Copy the rows below character for character, changing nothing.

[Region outline entries]
__________________________________________________
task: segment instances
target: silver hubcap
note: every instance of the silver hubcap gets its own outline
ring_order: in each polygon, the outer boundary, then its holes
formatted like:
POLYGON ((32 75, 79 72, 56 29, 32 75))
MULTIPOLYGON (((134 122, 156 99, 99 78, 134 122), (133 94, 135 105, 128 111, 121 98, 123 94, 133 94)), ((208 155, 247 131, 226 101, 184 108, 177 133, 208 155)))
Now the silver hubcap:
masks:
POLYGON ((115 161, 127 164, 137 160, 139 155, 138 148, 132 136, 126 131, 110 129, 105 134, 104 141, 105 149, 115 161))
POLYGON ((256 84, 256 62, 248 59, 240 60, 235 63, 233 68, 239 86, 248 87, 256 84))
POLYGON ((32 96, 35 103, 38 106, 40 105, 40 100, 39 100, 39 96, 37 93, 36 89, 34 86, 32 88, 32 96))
__________________________________________________
▶ _The result_:
task: segment instances
target: silver hubcap
note: every instance of the silver hubcap gets its own outline
ring_order: in each polygon, the outer boundary, then its holes
formatted like:
POLYGON ((32 75, 79 72, 56 29, 32 75))
MULTIPOLYGON (((134 122, 156 99, 99 78, 134 122), (133 94, 135 105, 128 111, 121 98, 123 94, 133 94)), ((208 155, 247 131, 226 101, 184 108, 177 133, 208 155)))
Now the silver hubcap:
masks:
POLYGON ((115 161, 127 164, 137 160, 139 155, 138 148, 132 136, 126 131, 110 129, 105 134, 104 141, 105 149, 115 161))
POLYGON ((256 84, 256 62, 248 59, 240 60, 235 63, 233 68, 239 86, 248 87, 256 84))
POLYGON ((32 96, 35 103, 38 106, 40 105, 40 100, 39 100, 39 96, 37 93, 36 89, 34 86, 32 88, 32 96))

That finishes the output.